**Tasks for this exercise**:
[1] Reproduce the forum discussion of in-game loans word for word, starting at "Not sure that" up to and including "will agree to.".
[2] Pick up the forum discussion of in-game loans where it stops, writing what comes after its last line.

**Text**:
I agree, with many chances for fraud or otherwise excess hassle for either side of the investment, the scenario is unlikely. Where the involved parties find a Nash equilibrium in this process is going to take some blend of "customer testimonials" and contract completion %'s. The issuer of any loan will need to run as thorough of a background check on the recipient; the latter must have need for the funds beyond their own immediate liquidity. In a game / globe / fishbowl where it takes money to make money, you can be certain the demand for loans will take off. The question of trust as collateral-negating is a big one, and I can't say the game is ready to address that with current mechanisms.
Teckos Pech
Hogyoku
Goonswarm Federation
#25 - 2017-05-10 20:56:33 UTC
Tessa Sage wrote:
Teckos Pech wrote:

Not sure that initiating such a mechanism would be very good though....

Merin Ryskin wrote:
In neither case do you have a loan deal that two sane players will agree to.

Rows from a box labeling dataset:
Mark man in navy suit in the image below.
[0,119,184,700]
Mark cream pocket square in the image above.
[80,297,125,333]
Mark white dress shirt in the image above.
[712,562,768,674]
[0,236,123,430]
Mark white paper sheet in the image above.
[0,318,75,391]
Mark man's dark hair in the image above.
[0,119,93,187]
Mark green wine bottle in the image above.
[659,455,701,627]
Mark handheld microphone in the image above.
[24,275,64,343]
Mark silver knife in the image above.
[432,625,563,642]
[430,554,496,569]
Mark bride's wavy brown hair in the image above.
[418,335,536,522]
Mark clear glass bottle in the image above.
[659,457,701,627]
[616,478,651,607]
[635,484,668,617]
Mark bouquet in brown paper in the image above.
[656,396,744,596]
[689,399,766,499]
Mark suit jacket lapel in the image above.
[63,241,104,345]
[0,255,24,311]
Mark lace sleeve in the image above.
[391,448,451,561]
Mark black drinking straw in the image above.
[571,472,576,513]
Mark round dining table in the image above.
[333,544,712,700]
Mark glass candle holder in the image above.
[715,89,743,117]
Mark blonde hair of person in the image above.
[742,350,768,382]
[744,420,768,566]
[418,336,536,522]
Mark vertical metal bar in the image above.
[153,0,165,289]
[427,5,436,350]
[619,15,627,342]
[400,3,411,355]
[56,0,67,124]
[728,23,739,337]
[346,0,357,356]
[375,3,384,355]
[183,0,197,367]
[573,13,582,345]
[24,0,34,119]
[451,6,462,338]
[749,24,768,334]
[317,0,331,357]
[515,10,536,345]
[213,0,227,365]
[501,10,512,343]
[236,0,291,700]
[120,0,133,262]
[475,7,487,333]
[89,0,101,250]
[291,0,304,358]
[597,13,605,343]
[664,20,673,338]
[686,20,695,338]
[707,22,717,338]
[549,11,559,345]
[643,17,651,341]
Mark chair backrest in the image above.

**Expected results**:
[1]
Not sure that initiating such a mechanism would be very good though....

Merin Ryskin wrote:
In neither case do you have a loan deal that two sane players will agree to.

[2]
I agree, with many chances for fraud or otherwise excess hassle for either side of the investment, the scenario is unlikely. Where the involved parties find a Nash equilibrium in this process is going to take some blend of "customer testimonials" and contract completion %'s. The issuer of any loan will need to run as thorough of a background check on the recipient; the latter must have need for the funds beyond their own immediate liquidity. In a game / globe / fishbowl where it takes money to make money, you can be certain the demand for loans will take off. The question of trust as collateral-negating is a big one, and I can't say the game is ready to address that with current mechanisms.


I was not thinking of fraud. This is EVE, I'm fine with fraud and corp theft, and so forth. What I was worried about was all that ISK sitting in people's wallets suddenly flowing into the economy.

"The curious task of economics is to demonstrate to men how little they really know about what they imagine they can design."--Friedrich August von Hayek

8 Golden Rules for EVE Online

Tessa Sage
Long Pig Luncheon Meat
Sending Thots And Players
#26 - 2017-05-10 22:27:35 UTC
Teckos Pech wrote:
This is EVE, I'm fine with fraud and corp theft, and so forth. What I was worried about was all that ISK sitting in people's wallets suddenly flowing into the economy.


You and me both. It would have to go toward some kind of central bank perhaps.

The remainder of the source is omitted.